:: Task to carry out ::
How many lines in the rows below contain the string "trunk"? Reply with the number alone.

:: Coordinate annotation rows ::
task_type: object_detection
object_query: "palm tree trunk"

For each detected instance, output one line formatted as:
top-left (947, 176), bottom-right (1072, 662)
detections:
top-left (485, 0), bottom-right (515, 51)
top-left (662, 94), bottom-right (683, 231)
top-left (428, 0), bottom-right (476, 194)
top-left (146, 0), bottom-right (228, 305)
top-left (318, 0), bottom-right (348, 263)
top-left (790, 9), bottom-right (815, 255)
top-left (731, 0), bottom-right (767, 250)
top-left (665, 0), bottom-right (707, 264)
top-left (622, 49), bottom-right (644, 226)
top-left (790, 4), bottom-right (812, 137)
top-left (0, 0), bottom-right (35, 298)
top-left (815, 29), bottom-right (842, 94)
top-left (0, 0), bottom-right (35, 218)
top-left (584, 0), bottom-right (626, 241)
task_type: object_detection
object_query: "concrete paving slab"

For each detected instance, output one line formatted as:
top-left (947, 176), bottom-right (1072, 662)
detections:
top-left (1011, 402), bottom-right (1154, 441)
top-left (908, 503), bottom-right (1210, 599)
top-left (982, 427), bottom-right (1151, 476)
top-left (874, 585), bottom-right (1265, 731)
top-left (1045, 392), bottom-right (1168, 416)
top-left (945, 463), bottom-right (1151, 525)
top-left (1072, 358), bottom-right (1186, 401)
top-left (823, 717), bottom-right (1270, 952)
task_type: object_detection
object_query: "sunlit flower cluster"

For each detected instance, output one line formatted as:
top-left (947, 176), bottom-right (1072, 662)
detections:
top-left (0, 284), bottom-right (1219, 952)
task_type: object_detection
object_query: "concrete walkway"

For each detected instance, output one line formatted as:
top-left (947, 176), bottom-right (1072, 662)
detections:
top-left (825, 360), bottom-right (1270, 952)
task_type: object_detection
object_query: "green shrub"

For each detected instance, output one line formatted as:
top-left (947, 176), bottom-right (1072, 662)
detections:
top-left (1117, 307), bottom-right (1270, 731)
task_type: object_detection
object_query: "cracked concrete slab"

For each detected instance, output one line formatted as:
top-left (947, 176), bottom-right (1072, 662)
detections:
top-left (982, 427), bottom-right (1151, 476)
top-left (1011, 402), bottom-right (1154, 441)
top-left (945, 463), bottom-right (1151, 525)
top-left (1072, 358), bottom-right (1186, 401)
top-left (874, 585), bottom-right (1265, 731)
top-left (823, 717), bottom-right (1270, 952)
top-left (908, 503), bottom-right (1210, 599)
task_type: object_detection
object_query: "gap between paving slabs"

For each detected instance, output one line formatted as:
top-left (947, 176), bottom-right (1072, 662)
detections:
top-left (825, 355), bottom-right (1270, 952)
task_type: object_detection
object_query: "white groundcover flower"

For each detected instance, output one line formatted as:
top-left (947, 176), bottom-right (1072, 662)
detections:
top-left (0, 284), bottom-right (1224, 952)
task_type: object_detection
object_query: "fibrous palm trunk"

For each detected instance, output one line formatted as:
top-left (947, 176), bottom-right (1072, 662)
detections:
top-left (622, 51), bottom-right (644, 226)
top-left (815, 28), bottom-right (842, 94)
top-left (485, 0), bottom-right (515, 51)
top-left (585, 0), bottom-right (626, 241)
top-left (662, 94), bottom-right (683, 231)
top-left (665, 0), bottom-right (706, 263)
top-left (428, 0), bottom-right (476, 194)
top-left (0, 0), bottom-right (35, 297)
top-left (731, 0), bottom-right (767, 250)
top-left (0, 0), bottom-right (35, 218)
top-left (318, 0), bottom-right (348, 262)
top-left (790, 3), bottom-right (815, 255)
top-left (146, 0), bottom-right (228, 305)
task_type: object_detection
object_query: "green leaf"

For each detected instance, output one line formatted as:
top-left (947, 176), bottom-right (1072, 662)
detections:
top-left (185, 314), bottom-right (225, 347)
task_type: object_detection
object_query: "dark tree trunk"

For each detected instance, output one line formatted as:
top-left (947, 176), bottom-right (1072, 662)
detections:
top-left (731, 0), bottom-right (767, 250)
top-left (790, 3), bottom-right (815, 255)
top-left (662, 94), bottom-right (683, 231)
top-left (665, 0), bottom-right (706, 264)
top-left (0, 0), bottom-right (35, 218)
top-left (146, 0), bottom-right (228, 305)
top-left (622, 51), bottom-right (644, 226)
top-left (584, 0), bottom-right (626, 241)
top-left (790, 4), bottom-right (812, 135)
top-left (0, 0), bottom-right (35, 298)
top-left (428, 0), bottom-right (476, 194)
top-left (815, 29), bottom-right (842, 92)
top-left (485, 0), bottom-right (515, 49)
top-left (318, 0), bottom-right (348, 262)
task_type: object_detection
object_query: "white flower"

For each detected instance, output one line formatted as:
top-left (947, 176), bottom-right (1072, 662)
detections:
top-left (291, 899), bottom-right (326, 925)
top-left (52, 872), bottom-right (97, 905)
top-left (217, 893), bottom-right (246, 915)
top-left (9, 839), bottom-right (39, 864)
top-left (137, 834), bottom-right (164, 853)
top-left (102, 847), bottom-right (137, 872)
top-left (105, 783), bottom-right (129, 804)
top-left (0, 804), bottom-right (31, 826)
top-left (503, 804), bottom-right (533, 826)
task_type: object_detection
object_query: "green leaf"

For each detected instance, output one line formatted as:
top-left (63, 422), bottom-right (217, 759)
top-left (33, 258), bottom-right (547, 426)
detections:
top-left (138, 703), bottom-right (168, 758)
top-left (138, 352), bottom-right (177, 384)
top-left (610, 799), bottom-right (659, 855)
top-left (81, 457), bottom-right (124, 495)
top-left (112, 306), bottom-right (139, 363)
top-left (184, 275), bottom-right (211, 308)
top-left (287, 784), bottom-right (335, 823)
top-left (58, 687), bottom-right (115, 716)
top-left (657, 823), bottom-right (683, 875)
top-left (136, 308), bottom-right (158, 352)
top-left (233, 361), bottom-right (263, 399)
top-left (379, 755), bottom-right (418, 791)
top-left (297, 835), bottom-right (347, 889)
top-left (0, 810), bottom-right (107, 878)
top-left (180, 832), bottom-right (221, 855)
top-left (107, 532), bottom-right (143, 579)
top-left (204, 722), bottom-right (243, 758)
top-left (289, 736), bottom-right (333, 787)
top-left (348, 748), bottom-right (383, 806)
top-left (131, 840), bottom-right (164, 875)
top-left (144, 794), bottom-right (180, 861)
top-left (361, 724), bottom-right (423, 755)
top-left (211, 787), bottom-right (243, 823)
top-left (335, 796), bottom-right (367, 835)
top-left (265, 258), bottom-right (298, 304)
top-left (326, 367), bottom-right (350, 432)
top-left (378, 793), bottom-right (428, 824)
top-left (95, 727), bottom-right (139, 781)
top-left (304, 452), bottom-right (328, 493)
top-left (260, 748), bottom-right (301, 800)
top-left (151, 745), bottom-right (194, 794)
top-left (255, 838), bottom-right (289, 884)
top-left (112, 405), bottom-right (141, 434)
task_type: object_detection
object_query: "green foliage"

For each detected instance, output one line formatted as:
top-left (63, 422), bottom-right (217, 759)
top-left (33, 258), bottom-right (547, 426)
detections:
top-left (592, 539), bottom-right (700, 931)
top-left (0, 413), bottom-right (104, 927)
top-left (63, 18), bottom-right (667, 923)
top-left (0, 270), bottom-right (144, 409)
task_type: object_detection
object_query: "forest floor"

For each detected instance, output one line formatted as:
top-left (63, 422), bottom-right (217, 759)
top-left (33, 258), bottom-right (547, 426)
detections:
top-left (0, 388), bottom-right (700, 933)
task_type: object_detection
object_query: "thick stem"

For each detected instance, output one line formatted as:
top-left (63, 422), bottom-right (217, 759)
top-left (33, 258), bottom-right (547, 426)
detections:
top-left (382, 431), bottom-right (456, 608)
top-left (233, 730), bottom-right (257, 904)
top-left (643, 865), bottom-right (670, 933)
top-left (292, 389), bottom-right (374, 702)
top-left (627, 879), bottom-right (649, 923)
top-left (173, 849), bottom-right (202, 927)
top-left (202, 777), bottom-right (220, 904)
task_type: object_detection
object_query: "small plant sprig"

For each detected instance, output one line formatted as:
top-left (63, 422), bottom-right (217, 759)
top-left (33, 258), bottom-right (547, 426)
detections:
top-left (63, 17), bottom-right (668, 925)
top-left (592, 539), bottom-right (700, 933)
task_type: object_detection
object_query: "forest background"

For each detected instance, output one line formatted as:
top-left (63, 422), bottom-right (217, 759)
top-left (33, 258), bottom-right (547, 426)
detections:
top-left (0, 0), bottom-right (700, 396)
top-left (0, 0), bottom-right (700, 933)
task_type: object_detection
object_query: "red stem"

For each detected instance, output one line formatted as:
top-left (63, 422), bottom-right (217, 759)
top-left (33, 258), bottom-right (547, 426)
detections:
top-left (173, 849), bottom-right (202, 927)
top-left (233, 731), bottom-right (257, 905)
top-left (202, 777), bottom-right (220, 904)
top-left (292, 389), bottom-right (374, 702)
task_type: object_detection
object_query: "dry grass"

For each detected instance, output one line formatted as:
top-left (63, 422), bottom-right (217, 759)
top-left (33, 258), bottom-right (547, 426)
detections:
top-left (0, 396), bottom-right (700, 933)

:: Task solution ::
3